ERNIE: Jenn, I’d like to turn our conversation now to a dialogue that you and some of your colleagues addressed directly in your July 2023 publication in PLOS Biology, and that of course is the issue of genetically modified plants, which have become so controversial in recent years. In the PLOS publication, you make very compelling arguments for the place of synthetic biology and plant genetic modification to create climate-resilient plants and be vitally important and effective stalwarts in resisting the devastating impacts of climate change. Would you share some of your thoughts on that?

DATASET RECORDS:
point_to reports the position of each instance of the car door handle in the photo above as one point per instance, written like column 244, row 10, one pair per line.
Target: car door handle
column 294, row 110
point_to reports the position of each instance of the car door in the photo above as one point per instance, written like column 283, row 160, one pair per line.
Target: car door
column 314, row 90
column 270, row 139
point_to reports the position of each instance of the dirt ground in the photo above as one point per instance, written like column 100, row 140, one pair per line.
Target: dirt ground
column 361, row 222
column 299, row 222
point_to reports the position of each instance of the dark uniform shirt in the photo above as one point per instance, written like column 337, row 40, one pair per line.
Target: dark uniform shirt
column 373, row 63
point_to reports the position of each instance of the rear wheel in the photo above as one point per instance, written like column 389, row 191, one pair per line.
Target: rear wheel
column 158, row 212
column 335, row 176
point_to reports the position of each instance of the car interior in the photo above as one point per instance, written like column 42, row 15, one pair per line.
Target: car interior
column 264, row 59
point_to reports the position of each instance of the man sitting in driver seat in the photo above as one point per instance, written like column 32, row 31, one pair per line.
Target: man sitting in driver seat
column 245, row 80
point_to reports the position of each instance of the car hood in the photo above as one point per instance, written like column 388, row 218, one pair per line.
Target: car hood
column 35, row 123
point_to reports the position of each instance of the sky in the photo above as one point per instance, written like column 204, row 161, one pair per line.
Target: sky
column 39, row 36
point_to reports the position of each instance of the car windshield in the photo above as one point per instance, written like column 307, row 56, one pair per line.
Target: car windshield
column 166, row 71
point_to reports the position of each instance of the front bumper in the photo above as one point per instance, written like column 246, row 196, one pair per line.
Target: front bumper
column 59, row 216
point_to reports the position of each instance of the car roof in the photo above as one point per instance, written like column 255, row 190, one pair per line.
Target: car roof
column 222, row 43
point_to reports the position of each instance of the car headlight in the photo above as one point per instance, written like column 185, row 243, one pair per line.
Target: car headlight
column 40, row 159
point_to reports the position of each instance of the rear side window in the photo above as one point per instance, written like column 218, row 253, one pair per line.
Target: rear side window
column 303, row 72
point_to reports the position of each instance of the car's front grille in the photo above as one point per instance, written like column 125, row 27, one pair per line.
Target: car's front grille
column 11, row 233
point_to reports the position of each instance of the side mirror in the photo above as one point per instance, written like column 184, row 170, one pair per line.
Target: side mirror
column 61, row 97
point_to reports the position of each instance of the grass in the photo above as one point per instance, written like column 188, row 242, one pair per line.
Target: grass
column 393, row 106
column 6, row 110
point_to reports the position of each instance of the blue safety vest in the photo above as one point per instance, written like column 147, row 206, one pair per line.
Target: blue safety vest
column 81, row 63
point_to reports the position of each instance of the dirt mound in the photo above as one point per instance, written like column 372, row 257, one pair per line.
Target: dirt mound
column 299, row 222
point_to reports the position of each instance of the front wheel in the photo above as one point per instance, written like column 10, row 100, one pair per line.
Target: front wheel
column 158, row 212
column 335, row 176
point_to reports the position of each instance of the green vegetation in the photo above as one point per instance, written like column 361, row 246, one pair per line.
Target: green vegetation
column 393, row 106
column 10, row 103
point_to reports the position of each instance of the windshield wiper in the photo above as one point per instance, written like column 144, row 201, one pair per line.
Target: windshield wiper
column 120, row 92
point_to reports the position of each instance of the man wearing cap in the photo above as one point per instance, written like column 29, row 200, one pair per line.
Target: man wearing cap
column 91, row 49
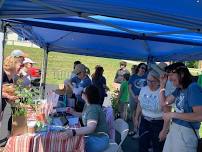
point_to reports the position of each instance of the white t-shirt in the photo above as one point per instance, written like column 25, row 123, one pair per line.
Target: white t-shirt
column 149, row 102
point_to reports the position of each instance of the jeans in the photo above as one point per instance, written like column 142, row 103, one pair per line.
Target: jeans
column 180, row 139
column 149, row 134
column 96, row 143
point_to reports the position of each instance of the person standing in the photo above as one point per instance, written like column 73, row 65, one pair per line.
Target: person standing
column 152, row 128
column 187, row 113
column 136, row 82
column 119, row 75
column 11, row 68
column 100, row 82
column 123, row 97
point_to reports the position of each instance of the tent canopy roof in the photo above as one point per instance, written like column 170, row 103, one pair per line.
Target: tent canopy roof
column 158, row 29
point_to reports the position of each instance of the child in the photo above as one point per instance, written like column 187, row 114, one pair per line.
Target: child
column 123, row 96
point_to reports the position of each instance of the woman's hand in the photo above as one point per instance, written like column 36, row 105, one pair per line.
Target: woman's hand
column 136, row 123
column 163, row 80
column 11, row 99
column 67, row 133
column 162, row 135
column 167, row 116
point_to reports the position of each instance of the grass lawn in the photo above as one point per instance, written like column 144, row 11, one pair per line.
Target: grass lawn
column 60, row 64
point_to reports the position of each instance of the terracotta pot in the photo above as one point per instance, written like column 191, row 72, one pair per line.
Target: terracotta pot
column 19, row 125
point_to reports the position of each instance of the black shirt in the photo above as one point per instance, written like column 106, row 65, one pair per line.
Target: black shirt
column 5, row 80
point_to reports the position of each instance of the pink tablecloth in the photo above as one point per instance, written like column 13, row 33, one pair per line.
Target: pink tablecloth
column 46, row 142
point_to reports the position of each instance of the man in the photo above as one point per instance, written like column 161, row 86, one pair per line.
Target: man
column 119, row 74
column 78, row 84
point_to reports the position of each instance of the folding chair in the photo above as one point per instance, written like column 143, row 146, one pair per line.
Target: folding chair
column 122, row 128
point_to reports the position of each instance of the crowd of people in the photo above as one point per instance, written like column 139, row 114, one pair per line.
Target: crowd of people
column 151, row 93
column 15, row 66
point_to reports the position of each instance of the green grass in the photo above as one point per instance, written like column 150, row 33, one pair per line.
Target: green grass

WORK TASK 1: Rewrite the paragraph of the interview excerpt that begins "Jenn, I'd like to turn" in a shorter form, keeping its main facts.
WORK TASK 2: Edit the interview excerpt by reproducing it starting with "ERNIE: Jenn, I’d" and going on through "thoughts on that?", with "climate-resilient" replaced by "drought-tolerant".

SOLUTION 1: Jenn, let's turn to genetically modified plants, which have become highly controversial. In your July 2023 PLOS Biology paper, you and colleagues argued that synthetic biology and plant genetic modification can create climate-resilient plants that effectively resist the devastating impacts of climate change. What are your thoughts on that?

SOLUTION 2:
ERNIE: Jenn, I’d like to turn our conversation now to a dialogue that you and some of your colleagues addressed directly in your July 2023 publication in PLOS Biology, and that of course is the issue of genetically modified plants, which have become so controversial in recent years. In the PLOS publication, you make very compelling arguments for the place of synthetic biology and plant genetic modification to create drought-tolerant plants and be vitally important and effective stalwarts in resisting the devastating impacts of climate change. Would you share some of your thoughts on that?